[THE PROBLEM] Count the lines below that contain the string "query", treating uppercase and lowercase as different, and reply with only that number.

[PROVIDED DATA]
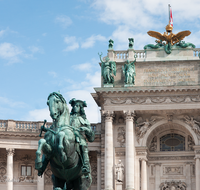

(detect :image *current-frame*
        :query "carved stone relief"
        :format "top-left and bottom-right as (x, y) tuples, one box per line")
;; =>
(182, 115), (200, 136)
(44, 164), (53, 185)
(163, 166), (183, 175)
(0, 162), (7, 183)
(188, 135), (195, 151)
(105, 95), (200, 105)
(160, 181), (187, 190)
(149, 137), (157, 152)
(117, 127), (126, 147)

* * *

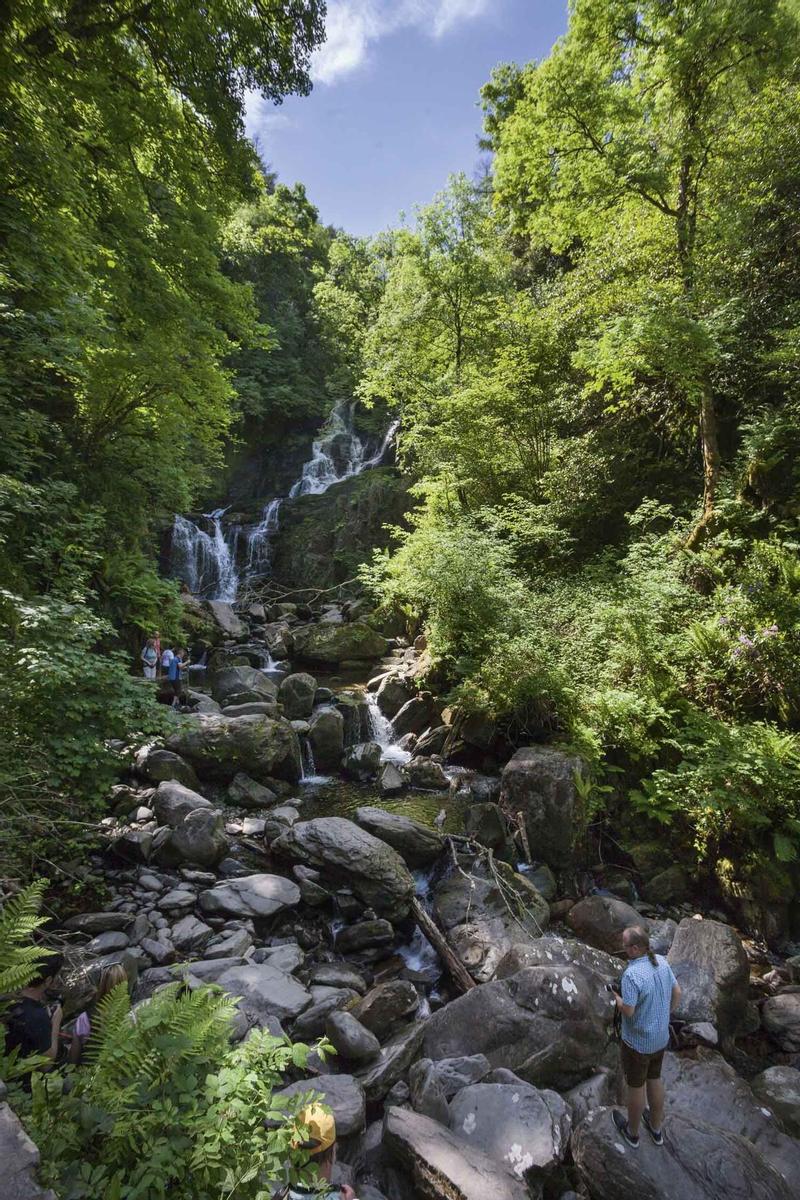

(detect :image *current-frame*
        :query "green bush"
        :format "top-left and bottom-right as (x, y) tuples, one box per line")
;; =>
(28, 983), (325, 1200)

--

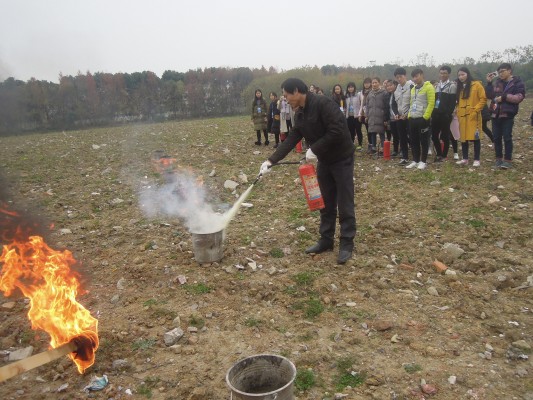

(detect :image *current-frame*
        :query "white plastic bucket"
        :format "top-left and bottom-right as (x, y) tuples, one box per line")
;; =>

[TASK RESPONSE] 3